Position identification records
┌──

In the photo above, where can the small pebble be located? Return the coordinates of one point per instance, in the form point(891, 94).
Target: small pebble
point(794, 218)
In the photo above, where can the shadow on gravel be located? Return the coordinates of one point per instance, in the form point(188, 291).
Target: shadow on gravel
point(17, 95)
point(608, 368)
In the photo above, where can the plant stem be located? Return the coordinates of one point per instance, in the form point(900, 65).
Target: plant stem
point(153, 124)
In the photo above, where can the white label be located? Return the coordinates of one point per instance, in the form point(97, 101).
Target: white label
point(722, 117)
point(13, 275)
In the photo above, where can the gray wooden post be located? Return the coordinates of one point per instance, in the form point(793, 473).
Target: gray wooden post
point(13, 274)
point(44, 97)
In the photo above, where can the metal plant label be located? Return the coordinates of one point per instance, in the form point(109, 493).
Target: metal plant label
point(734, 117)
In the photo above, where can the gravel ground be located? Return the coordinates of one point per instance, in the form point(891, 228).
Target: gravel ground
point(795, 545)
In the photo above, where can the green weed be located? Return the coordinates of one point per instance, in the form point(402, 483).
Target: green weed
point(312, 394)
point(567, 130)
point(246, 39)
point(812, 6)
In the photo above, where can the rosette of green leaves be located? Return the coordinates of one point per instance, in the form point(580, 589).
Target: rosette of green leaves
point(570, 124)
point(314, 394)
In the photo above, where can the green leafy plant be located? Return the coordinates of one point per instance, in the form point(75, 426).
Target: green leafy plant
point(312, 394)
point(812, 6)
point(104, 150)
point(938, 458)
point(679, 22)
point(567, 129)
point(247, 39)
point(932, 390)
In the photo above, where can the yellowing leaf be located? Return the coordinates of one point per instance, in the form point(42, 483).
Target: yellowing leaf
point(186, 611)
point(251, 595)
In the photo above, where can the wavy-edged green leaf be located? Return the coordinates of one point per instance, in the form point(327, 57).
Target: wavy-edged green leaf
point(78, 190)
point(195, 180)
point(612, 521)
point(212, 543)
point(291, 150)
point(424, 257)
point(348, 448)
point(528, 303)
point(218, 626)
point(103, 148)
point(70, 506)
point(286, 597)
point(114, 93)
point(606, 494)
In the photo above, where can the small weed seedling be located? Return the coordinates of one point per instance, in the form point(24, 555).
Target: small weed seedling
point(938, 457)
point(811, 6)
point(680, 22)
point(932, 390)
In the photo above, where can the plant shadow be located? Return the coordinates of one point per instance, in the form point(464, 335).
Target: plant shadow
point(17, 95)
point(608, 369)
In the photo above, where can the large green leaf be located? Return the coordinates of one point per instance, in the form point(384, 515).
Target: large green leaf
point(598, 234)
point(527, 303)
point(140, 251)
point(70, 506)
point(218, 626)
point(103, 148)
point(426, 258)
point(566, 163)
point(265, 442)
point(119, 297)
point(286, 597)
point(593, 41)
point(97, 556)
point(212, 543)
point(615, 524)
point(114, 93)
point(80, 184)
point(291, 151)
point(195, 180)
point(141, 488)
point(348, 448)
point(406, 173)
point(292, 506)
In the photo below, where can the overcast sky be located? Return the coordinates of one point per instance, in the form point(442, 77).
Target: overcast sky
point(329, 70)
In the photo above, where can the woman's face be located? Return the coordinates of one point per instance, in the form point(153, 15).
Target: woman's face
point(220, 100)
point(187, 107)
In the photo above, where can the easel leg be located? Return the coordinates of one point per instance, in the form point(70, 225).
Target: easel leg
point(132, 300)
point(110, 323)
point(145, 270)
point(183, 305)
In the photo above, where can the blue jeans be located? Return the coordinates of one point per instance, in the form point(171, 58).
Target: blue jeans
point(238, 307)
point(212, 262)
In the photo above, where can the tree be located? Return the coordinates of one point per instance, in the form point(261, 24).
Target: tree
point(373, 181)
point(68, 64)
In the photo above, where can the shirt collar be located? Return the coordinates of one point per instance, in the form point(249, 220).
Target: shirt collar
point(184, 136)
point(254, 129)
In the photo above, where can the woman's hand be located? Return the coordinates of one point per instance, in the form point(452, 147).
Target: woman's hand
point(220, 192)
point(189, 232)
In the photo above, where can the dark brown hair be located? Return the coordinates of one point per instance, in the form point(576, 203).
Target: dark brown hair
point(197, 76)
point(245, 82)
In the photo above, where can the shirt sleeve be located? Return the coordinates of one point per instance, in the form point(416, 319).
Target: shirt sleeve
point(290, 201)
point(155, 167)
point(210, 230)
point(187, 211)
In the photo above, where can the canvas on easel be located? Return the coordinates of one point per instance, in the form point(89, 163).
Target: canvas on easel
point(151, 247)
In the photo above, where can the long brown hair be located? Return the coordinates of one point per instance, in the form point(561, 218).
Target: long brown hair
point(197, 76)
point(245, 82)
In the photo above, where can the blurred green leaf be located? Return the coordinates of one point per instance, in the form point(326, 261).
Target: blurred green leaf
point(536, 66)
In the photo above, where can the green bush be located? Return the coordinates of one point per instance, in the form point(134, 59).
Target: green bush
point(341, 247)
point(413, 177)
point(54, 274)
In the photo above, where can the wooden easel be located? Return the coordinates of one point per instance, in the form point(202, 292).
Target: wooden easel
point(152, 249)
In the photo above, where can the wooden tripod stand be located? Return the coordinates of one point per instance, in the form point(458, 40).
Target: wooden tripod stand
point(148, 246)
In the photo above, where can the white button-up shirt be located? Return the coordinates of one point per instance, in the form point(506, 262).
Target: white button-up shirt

└──

→ Job: Edit the records above so that each occurrence of "one point per instance" reads "a single point for each instance" instead, and leave everything else unchanged.

→ Answer to the task:
In the photo above, where can the small pebble be located? Return the coordinates of a single point for each instance, in the form point(891, 94).
Target: small pebble
point(794, 218)
In the photo above, where can the shadow on gravel be located? Return the coordinates of a single point for each instance, in the form point(188, 291).
Target: shadow on gravel
point(17, 95)
point(608, 368)
In the photo above, where can the plant stem be located? Return the coordinates of a single point for each instance, in the form point(900, 65).
Target: plant stem
point(153, 124)
In the photo above, where can the white label be located? Return the coordinates of a single point for each instance, in the form point(97, 101).
Target: white label
point(722, 117)
point(13, 275)
In the photo above, where can the gray wooden post be located? Return the coordinates of a single point for each instance, in the form point(793, 473).
Target: gray wooden post
point(13, 274)
point(44, 97)
In the photo above, where can the metal plant label be located? Return the coordinates of a single point for each instance, in the form point(109, 493).
Target: metal plant label
point(734, 117)
In the photo above, where can the gravel ground be located? Return the coordinates of a single point for each instance, in the form point(891, 228).
Target: gravel ground
point(795, 545)
In the photo above, where can the green weed be located? Return the coordinates of a single point for each instance, in the form point(402, 483).
Target: green weed
point(312, 394)
point(567, 130)
point(246, 39)
point(812, 6)
In the photo above, where can the rosette of green leaves be located? Return the coordinates of a single point for each instance, in the form point(580, 589).
Target: rosette of green leaves
point(570, 124)
point(314, 394)
In the photo above, where can the green leafy plant be located? Return the coordinates of a single point for each instance, in the form point(75, 426).
Target: green leafy plant
point(312, 394)
point(812, 6)
point(104, 150)
point(938, 458)
point(679, 22)
point(567, 129)
point(247, 39)
point(932, 390)
In the photo above, where can the yellowing leaf be located? Return the coordinates of a single point for each instance, in the form point(42, 483).
Target: yellowing leaf
point(186, 611)
point(251, 595)
In the photo above, where can the wavy-edged green leaf be located? Return the coordinates of a single point for each instance, in the form point(327, 57).
Target: wavy-edged green leaf
point(78, 190)
point(195, 180)
point(612, 521)
point(212, 543)
point(291, 150)
point(424, 257)
point(348, 448)
point(528, 303)
point(218, 626)
point(103, 148)
point(70, 506)
point(286, 597)
point(114, 93)
point(606, 494)
In the photo above, where can the small weed seedling be located? Return the coordinates of a single point for each instance, in the form point(24, 555).
Target: small weed seedling
point(938, 457)
point(811, 6)
point(680, 22)
point(932, 390)
In the photo above, where can the plant shadow be located? Return the coordinates of a single point for each instance, in the form point(464, 335).
Target: plant shadow
point(17, 95)
point(608, 369)
In the photo above, where can the large green leaf be located? Return the coordinates of a single point for each instance, in the form point(384, 515).
Target: large green leaf
point(598, 234)
point(527, 303)
point(140, 251)
point(70, 506)
point(218, 626)
point(103, 148)
point(426, 258)
point(566, 163)
point(265, 442)
point(119, 297)
point(286, 597)
point(593, 41)
point(97, 556)
point(212, 543)
point(615, 524)
point(114, 93)
point(80, 184)
point(291, 151)
point(195, 180)
point(141, 488)
point(348, 448)
point(406, 173)
point(292, 506)
In the photo below, where can the overcast sky be located? Return the coordinates of a single point for each instance, in the form point(442, 77).
Target: overcast sky
point(329, 70)
In the photo above, where can the woman's face be located? Return the coordinates of a single point for each instance, in the form point(153, 15).
Target: woman's face
point(220, 100)
point(187, 107)
In the photo above, where can the easel leg be located? Return the coordinates of a single point for each instance, in the form point(70, 225).
Target: easel leg
point(132, 300)
point(110, 323)
point(145, 270)
point(183, 305)
In the photo above, where can the blue jeans be located? Return the coordinates of a single point for each instance, in the form point(171, 58).
Target: blue jeans
point(238, 307)
point(212, 262)
In the photo above, where can the tree be located? Return the coordinates of a single point for each instance, in the form point(261, 24).
Target: tree
point(373, 181)
point(68, 64)
In the photo above, where can the shirt collar be located? Return the coordinates of a single point for each instance, in the form point(249, 220).
Target: shirt collar
point(184, 136)
point(254, 129)
In the photo above, where can the woman's hand be located? Return the coordinates of a single point for each instance, in the form point(452, 147).
Target: woman's hand
point(220, 192)
point(189, 232)
In the photo above, where can the dark brown hair be located? Return the coordinates of a single point for each instance, in the form point(576, 203).
Target: dark brown hair
point(197, 76)
point(245, 82)
In the photo above, where can the shirt sleeve be located? Return the coordinates of a single point for each instance, in the form point(416, 319).
Target: shirt sleeve
point(290, 201)
point(155, 167)
point(210, 230)
point(187, 211)
In the photo above, where can the canvas on easel be located? Return the coordinates of a single point for each instance, in the form point(89, 163).
Target: canvas on easel
point(151, 247)
In the photo above, where can the long brown hair be located? Return the coordinates of a single point for each instance, in the form point(561, 218).
Target: long brown hair
point(197, 76)
point(245, 82)
In the photo above, where can the blurred green leaf be located? Return the coordinates of a single point for each instance, in the form point(326, 261).
Target: blurred green leaf
point(536, 66)
In the photo above, where can the green bush be located? Return the coordinates of a single point for each instance, in the form point(134, 59).
Target: green bush
point(341, 247)
point(413, 177)
point(54, 274)
In the photo above, where can the wooden easel be located? Return the coordinates of a single point for each instance, in the form point(202, 292).
Target: wooden easel
point(152, 249)
In the photo above, where can the wooden tripod stand be located? Return the coordinates of a single point for each instance, in the form point(458, 40).
Target: wooden tripod stand
point(148, 246)
In the photo above, where can the white button-up shirt be located? Return the coordinates of a single point for each instance, in the form point(506, 262).
Target: white button-up shirt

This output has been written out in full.